WHAT IS NEEDED>
How many lines in the entries below contain the string "cabinet", matching case exactly? Reply with the number alone.

>> start

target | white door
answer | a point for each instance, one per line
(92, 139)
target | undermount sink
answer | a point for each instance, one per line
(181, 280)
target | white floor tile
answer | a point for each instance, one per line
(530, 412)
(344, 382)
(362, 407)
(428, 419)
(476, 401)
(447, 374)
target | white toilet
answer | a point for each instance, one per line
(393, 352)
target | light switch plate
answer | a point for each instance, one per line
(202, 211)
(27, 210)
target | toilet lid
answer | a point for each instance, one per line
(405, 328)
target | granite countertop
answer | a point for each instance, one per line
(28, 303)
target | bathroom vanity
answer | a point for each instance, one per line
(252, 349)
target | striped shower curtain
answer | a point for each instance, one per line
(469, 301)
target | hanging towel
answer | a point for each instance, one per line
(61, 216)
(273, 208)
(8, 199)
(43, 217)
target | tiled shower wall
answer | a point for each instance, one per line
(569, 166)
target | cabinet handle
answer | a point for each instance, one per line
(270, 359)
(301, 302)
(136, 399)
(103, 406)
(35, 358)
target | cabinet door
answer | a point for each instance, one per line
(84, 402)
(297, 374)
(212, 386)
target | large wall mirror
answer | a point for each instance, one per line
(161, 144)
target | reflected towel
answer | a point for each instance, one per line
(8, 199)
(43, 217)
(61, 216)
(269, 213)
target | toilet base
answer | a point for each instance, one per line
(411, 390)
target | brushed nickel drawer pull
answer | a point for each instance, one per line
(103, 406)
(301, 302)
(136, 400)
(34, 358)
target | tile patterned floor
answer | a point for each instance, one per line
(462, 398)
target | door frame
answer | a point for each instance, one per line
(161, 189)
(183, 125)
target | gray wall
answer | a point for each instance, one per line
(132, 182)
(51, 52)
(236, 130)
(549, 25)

>> end
>> start

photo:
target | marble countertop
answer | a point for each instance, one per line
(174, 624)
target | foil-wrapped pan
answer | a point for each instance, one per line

>> end

FINISHED TASK>
2